**Exercise materials:**
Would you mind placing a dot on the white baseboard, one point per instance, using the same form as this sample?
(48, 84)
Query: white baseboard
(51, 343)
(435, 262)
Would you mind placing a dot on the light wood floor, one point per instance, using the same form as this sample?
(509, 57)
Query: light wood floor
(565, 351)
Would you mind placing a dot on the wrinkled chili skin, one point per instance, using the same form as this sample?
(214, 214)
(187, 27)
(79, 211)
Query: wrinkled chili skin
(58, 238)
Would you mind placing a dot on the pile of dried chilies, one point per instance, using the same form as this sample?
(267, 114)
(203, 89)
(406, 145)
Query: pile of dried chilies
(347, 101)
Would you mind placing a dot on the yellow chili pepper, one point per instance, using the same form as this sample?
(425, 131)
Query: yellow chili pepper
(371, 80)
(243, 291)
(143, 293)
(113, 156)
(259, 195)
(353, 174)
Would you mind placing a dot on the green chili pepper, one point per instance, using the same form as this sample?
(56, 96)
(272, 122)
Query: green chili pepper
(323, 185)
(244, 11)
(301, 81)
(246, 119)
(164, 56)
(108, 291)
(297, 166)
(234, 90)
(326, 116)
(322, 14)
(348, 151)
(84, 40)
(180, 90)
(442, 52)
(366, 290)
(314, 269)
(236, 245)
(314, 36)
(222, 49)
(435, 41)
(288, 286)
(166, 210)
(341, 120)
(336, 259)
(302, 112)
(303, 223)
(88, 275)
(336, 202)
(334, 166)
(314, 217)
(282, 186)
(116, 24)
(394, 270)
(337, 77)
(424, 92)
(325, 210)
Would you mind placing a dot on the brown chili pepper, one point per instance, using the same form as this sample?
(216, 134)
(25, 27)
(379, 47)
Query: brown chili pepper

**Request:** Reproduce each line verbatim.

**Solution below:**
Would you mind placing a dot on the white baseboard, one point per instance, using the same form as this sample?
(48, 84)
Query: white baseboard
(51, 343)
(435, 262)
Would you mind placing a dot on the light wood floor, one point per instance, using the same form as this sample?
(509, 57)
Query: light wood floor
(565, 351)
Would you mind placing a dot on the wrinkled chili skin, one point per instance, using the same form as this sample?
(214, 214)
(187, 27)
(79, 211)
Query: wrinkled chili skin
(58, 238)
Would you mind placing a dot on the pile of dried chilies, one point per instance, using the same form as this sample?
(267, 114)
(203, 89)
(406, 145)
Query: pile of dried chilies
(347, 101)
Would you mind placing a dot on the yellow chili pepper, one point per instance, using the same form as this sample?
(425, 131)
Query: yellow chili pepper
(371, 80)
(243, 291)
(143, 293)
(113, 156)
(259, 195)
(353, 174)
Would you mind placing a dot on the green chili pepper, one point per instance, using the same form as this sample?
(56, 96)
(272, 122)
Query: green chili pepper
(323, 185)
(244, 11)
(301, 81)
(246, 119)
(164, 56)
(108, 291)
(297, 166)
(234, 90)
(326, 116)
(322, 14)
(348, 151)
(84, 40)
(180, 90)
(442, 52)
(366, 290)
(314, 269)
(236, 245)
(314, 36)
(222, 49)
(435, 41)
(288, 286)
(166, 210)
(341, 120)
(336, 259)
(302, 112)
(303, 223)
(88, 275)
(336, 202)
(334, 166)
(314, 217)
(282, 186)
(116, 24)
(394, 270)
(337, 77)
(424, 92)
(325, 210)
Would you mind placing a dot on the brown chili pepper, one point per instance, using the same form as this sample?
(216, 134)
(25, 27)
(379, 47)
Query: brown chili pepper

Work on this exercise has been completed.